▸ Task requirements
The pictures must be left out, while the rest of the data is copied exactly.

Saved entries
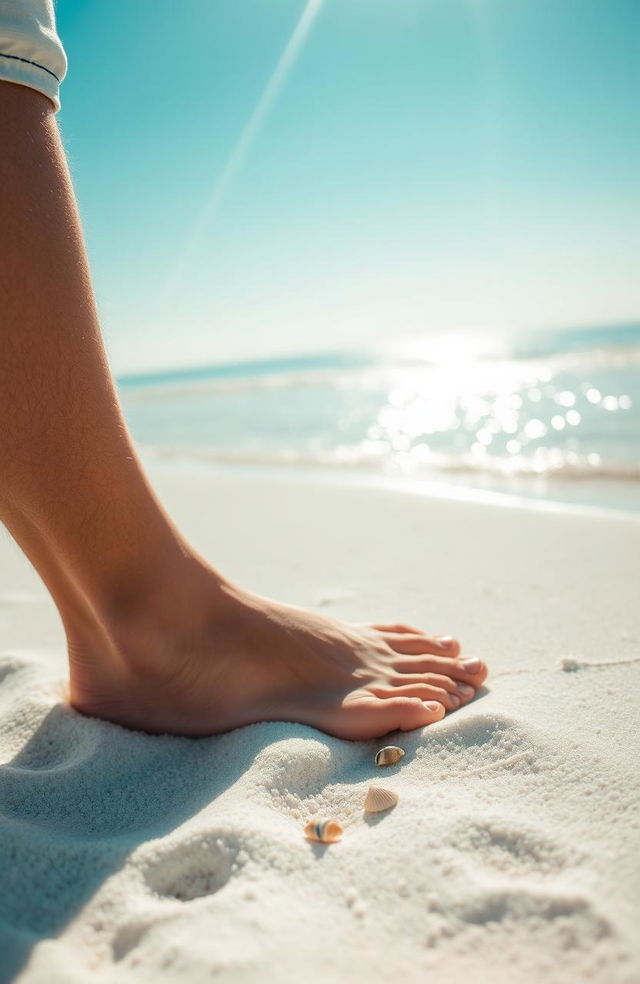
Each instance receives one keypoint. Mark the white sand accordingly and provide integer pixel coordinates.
(514, 853)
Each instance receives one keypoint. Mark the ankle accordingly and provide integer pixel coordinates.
(142, 623)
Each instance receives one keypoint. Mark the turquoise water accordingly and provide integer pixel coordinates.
(553, 415)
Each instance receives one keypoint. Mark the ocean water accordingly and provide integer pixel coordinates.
(548, 415)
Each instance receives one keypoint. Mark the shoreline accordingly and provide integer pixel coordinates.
(439, 488)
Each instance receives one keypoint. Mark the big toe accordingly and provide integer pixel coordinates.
(371, 717)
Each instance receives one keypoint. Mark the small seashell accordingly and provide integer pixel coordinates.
(389, 755)
(325, 831)
(379, 799)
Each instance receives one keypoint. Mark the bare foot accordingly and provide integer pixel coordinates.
(236, 658)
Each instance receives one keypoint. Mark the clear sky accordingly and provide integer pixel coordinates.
(414, 165)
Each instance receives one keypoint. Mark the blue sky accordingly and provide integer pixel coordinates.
(426, 164)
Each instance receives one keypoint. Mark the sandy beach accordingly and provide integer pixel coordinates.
(514, 852)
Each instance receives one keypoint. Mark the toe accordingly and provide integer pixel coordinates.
(417, 644)
(470, 671)
(371, 717)
(449, 698)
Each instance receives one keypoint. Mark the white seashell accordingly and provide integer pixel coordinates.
(379, 799)
(325, 831)
(389, 755)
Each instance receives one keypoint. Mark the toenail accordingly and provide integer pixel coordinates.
(471, 665)
(433, 706)
(465, 689)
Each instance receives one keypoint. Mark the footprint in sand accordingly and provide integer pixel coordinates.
(193, 869)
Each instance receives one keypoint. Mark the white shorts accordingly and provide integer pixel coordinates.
(30, 49)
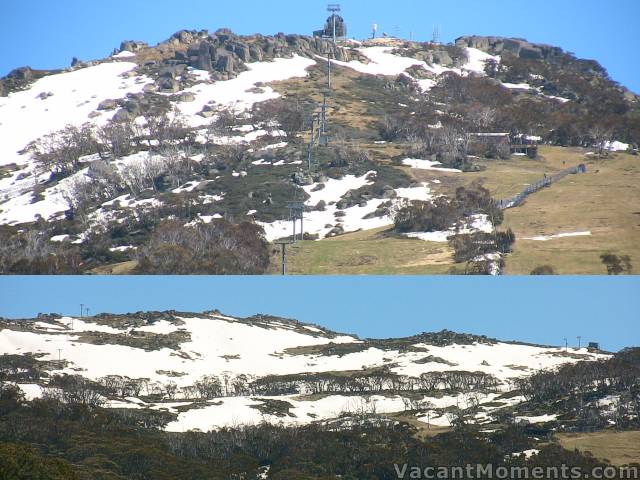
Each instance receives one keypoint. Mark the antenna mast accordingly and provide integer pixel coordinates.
(435, 38)
(333, 8)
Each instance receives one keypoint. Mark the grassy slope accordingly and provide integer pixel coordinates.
(605, 201)
(619, 448)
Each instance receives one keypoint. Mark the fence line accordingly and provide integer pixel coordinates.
(518, 199)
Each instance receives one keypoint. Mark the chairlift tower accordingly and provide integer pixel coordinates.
(296, 212)
(333, 8)
(435, 38)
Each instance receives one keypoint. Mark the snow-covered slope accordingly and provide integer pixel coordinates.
(181, 349)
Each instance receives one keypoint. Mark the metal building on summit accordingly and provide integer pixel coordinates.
(327, 31)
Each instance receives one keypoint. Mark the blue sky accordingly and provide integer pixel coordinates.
(539, 310)
(47, 34)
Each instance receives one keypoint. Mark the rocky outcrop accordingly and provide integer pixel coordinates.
(226, 53)
(131, 46)
(517, 46)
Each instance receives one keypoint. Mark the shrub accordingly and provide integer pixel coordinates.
(219, 247)
(543, 270)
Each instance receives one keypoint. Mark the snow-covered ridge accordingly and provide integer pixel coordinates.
(189, 347)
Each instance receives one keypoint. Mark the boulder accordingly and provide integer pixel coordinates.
(168, 84)
(530, 52)
(122, 115)
(108, 104)
(225, 63)
(255, 53)
(132, 45)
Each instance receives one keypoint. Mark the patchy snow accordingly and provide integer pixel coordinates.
(427, 165)
(321, 222)
(477, 60)
(235, 93)
(517, 86)
(479, 223)
(124, 54)
(526, 453)
(560, 99)
(616, 146)
(381, 62)
(31, 390)
(59, 238)
(544, 238)
(24, 117)
(223, 345)
(23, 207)
(537, 419)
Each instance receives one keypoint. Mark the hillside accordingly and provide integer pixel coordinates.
(172, 394)
(210, 370)
(104, 163)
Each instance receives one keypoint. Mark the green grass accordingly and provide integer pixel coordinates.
(370, 252)
(619, 448)
(604, 201)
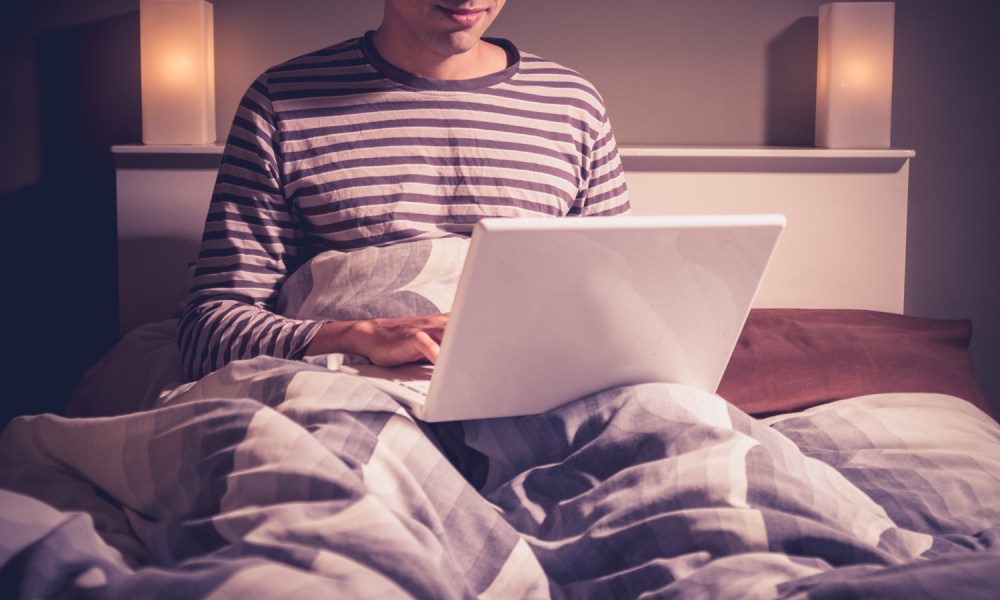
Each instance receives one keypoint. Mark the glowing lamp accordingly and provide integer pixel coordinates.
(178, 71)
(854, 75)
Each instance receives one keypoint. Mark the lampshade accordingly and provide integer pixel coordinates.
(854, 75)
(178, 71)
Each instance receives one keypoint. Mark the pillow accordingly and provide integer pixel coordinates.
(406, 279)
(791, 359)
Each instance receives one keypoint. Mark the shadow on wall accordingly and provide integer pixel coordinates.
(791, 85)
(61, 232)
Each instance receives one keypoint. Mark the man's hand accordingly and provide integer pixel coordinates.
(385, 342)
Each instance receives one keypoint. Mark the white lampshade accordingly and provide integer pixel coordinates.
(854, 75)
(178, 71)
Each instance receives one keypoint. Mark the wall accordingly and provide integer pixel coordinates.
(676, 72)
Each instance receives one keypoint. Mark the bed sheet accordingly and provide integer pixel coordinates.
(274, 478)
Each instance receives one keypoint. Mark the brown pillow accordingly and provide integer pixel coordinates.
(791, 359)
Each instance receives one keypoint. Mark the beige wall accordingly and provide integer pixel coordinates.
(675, 72)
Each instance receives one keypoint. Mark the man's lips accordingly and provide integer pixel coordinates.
(465, 18)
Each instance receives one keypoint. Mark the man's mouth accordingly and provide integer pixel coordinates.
(463, 17)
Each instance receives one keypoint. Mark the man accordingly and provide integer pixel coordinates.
(416, 130)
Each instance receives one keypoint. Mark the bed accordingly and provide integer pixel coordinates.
(849, 452)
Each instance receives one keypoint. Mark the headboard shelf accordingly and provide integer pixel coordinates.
(845, 244)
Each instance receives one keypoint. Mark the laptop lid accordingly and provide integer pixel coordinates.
(550, 310)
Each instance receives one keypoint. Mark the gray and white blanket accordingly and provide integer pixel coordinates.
(284, 479)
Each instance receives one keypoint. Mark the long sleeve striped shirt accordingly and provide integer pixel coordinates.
(339, 150)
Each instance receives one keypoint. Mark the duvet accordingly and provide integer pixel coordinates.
(274, 478)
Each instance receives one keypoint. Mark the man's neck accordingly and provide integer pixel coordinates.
(482, 59)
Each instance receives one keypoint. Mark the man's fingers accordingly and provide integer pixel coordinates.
(426, 346)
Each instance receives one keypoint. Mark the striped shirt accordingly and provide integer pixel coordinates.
(339, 150)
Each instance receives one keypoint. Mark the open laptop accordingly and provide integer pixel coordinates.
(550, 310)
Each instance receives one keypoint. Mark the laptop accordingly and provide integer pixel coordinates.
(549, 310)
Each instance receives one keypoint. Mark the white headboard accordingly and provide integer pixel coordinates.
(845, 243)
(844, 246)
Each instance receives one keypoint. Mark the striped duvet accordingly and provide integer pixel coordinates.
(275, 478)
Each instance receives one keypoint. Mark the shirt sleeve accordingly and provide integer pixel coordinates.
(604, 192)
(251, 243)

▸ Exercise result
Each instance receives one keypoint. Mark the white sand accordingly and provide integer pixel coordinates.
(514, 853)
Each instance receives one keypoint. Mark the ankle accordingly and provide integer pixel coordinates.
(142, 623)
Each instance receives one keypoint. Mark the turquoise water accordingly and provide integer pixel coordinates.
(553, 415)
Each instance receives one keypoint. Mark the ocean water accordingly and provide integer pixel coordinates.
(548, 415)
Each instance receives one keypoint. Mark the shoreline accordingly and provide integer pixel coordinates.
(439, 488)
Each instance receives one keypoint. Mark the big toe accordingly and provide integer pixel coordinates.
(371, 717)
Each instance receives one keypoint. Mark the small seashell accordingly and provide integer pixel coordinates.
(389, 755)
(325, 831)
(379, 799)
Each instance receives one keypoint. Mark the bare foot accordingly and provide integer pixel coordinates.
(236, 658)
Each instance receives one keypoint. Mark the clear sky accordingly and provide integer pixel coordinates.
(414, 165)
Each instance receives one keypoint. Mark the blue sky accordingly and provide integer pixel coordinates.
(426, 164)
Each instance receives one keypoint. Mark the sandy beach accordingly and provide integer pixel coordinates.
(514, 852)
Each instance receives one keypoint. Mark the toe accordingly and provide integer pixel coordinates.
(417, 644)
(470, 671)
(371, 717)
(449, 698)
Each instance receives one keypoint. Mark the white seashell accordingly and provide integer pixel coordinates.
(379, 799)
(325, 831)
(389, 755)
Each instance receives one keypoint. Mark the toenail accordingly and provide integer pixel coordinates.
(471, 665)
(433, 706)
(465, 689)
Each instance receives one keypoint. Mark the footprint in sand accordingly and provide integer pixel coordinates.
(193, 869)
Each instance receives one keypoint. Mark the white shorts accordingly and provide integer pixel coordinates.
(30, 49)
Each instance receives one keypoint. Mark the antenna mast accordingly and provide integer pixel coordinates.
(435, 38)
(333, 8)
Each instance receives one keypoint. Mark the grassy slope accordingly and provide integer pixel coordinates.
(605, 201)
(619, 448)
Each instance receives one keypoint. Mark the fence line accordingly and provide integer pixel coordinates.
(518, 199)
Each instance receives one keypoint. Mark the chairlift tower accordingly and provide integer pixel coordinates.
(296, 212)
(333, 8)
(435, 38)
Each instance receives one keypoint. Mark the snow-covered slope accordingly and provide integer pixel coordinates.
(181, 349)
Each instance receives one keypoint. Mark the metal building on summit accordingly and provide integer pixel coordinates.
(327, 31)
Each instance receives one keypoint. Mark the blue sky accordingly and provide integer pixel coordinates.
(539, 310)
(47, 34)
Each instance receives one keypoint. Mark the rocky outcrop accordingly and provide integer pixel coordinates.
(226, 53)
(131, 46)
(517, 46)
Each instance receives one keypoint. Mark the shrub accordingly and provide integer pixel coordinates.
(219, 247)
(543, 270)
Each instance receives one keypoint. Mark the snow-covered ridge accordingly and provide integer pixel coordinates.
(189, 347)
Each instance receives one keypoint. Mark the boulder accordingly and provide integer pixel coordinates.
(168, 84)
(530, 52)
(122, 115)
(108, 104)
(225, 63)
(255, 53)
(132, 45)
Each instance receives one keypoint. Mark the patchy snow accordingly and provide integer pixel coordinates.
(427, 165)
(321, 222)
(477, 60)
(235, 93)
(517, 86)
(479, 223)
(124, 54)
(526, 453)
(560, 99)
(616, 146)
(381, 62)
(31, 390)
(59, 238)
(544, 238)
(24, 117)
(223, 345)
(23, 207)
(537, 419)
Each instance receives one keypoint. Mark the hillside accordingly and provide integer pixel coordinates.
(172, 394)
(210, 370)
(104, 163)
Each instance receives one keypoint. Mark the green grass accordingly and provide integer pixel coordinates.
(370, 252)
(619, 448)
(604, 201)
Each instance receives one keypoint. Mark the glowing lamp accordingly and provide integer pixel coordinates.
(178, 71)
(854, 75)
Each instance receives one keypoint. Mark the lampshade accordingly and provide integer pixel coordinates.
(854, 75)
(178, 71)
Each instance receives one keypoint. Mark the pillow accordingly and provide integer pixel coordinates.
(406, 279)
(791, 359)
Each instance receives one keypoint. Mark the shadow on wall accordingly and provide integer pixel coordinates.
(791, 85)
(61, 232)
Each instance receives one keypoint. Mark the man's hand accordingly and provide integer pixel coordinates.
(385, 342)
Each instance receives one keypoint. Mark the white lampshade accordingly and provide integer pixel coordinates.
(854, 75)
(178, 71)
Each instance receives one keypoint. Mark the wall accordingly and provide integer pixel coordinates.
(676, 72)
Each instance receives one keypoint. Mark the bed sheet accordingly and provide integer pixel coordinates.
(274, 478)
Each instance receives one keypoint. Mark the brown pillow accordingly and provide integer pixel coordinates.
(791, 359)
Each instance receives one keypoint. Mark the beige wall accordingly and provide integer pixel coordinates.
(675, 72)
Each instance receives one keypoint. Mark the man's lips accordingly and provide integer pixel coordinates.
(465, 18)
Each instance receives one keypoint. Mark the man's mouth accordingly and provide integer pixel coordinates.
(463, 17)
Each instance receives one keypoint. Mark the man accordingly and provide integer pixel coordinates.
(416, 130)
Each instance receives one keypoint. Mark the bed accordingly and provide integer pixel coordinates.
(849, 452)
Each instance receives one keypoint. Mark the headboard shelf accordingly and provide integer pixel coordinates.
(845, 244)
Each instance receives one keypoint. Mark the laptop lid accordingly and provide integer pixel coordinates.
(550, 310)
Each instance receives one keypoint. Mark the gray and white blanket accordingly and provide integer pixel coordinates.
(284, 479)
Each instance receives one keypoint. Mark the long sleeve striped shirt accordingly and provide integer pixel coordinates.
(339, 150)
Each instance receives one keypoint. Mark the duvet accordingly and provide integer pixel coordinates.
(274, 478)
Each instance receives one keypoint. Mark the man's neck accordingly and provide integer pixel coordinates.
(482, 59)
Each instance receives one keypoint. Mark the man's fingers accordingly and provide integer pixel coordinates.
(426, 346)
Each instance receives one keypoint. Mark the striped shirt accordingly and provide integer pixel coordinates.
(339, 150)
Each instance receives one keypoint. Mark the open laptop accordingly and provide integer pixel coordinates.
(550, 310)
Each instance receives one keypoint. Mark the laptop accordingly and provide integer pixel coordinates.
(549, 310)
Each instance receives one keypoint. Mark the white headboard accordingly and provide integer pixel coordinates.
(845, 243)
(844, 246)
Each instance receives one keypoint. Mark the striped duvet accordingly and provide integer pixel coordinates.
(275, 478)
Each instance receives one keypoint. Mark the shirt sleeve accordingly and provide integer pixel coordinates.
(604, 192)
(251, 243)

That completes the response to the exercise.